TASK PROMPT: Copy the lines below word for word, from the first to the last, and omit the pictures from your copy.

[start]

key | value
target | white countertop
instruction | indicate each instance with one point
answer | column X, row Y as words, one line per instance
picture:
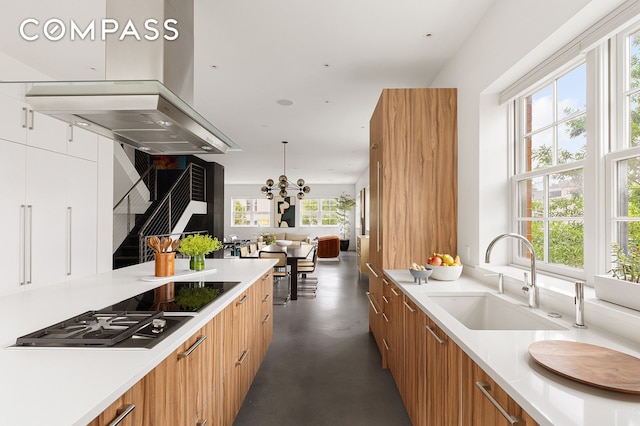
column 71, row 386
column 549, row 398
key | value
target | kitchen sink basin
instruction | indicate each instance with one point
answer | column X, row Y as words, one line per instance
column 490, row 312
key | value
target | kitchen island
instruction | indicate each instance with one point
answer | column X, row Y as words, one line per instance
column 502, row 354
column 71, row 386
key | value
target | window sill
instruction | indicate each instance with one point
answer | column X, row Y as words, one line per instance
column 557, row 295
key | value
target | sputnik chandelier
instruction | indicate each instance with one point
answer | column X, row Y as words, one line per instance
column 284, row 183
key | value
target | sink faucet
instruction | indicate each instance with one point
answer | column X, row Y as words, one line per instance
column 532, row 288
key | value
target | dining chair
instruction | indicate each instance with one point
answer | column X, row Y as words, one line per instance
column 279, row 270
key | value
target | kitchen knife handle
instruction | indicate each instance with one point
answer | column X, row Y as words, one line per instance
column 122, row 414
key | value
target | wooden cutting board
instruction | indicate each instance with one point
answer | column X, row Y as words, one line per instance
column 589, row 364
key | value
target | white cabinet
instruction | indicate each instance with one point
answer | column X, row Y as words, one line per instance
column 12, row 212
column 82, row 217
column 13, row 114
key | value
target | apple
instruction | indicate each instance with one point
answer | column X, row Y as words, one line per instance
column 435, row 261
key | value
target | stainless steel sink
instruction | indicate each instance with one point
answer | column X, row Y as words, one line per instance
column 490, row 312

[end]

WRITTEN RESPONSE:
key | value
target | white countertop
instruction | indicate each instance with one point
answer | column X, row Y as words, one line per instance
picture:
column 71, row 386
column 549, row 398
key | value
target | kitchen sink basin
instruction | indicate each instance with one point
answer | column X, row Y as words, one line per instance
column 490, row 312
key | value
target | kitchen island
instruction | indicate each instance with one point
answer | column X, row Y as words, one line per instance
column 502, row 354
column 71, row 386
key | value
target | window sill
instruction | indicate each instance with one point
answer | column X, row Y as words, one line per instance
column 557, row 295
key | value
target | sputnik chandelier
instruction | indicate each instance with one point
answer | column X, row Y as words, one line per instance
column 284, row 183
key | value
target | sink faucet
instruction | indicate each instance with one point
answer | column X, row Y as words, one line per instance
column 532, row 288
key | value
target | dining chair
instruction | indicate each instance with one point
answer | column X, row Y as words, one line per instance
column 279, row 270
key | value
target | kitchen knife handle
instruction | indicate each instance with one point
answer | column X, row Y as words, one line per instance
column 122, row 414
key | value
target | wooden cutting board
instruction | indicate each instance with one point
answer | column X, row Y as words, one line per instance
column 589, row 364
key | value
target | white cabinet
instruction | indicate each instance with one point
answer | column X, row Y as words, one line per instance
column 12, row 212
column 82, row 217
column 13, row 114
key | value
target | apple
instruction | indicate each instance with one point
answer | column X, row Y as words, one line per instance
column 435, row 261
key | value
target | stainless steel sink
instruction | indicate each instance with one point
answer | column X, row Y as words, one line per instance
column 490, row 312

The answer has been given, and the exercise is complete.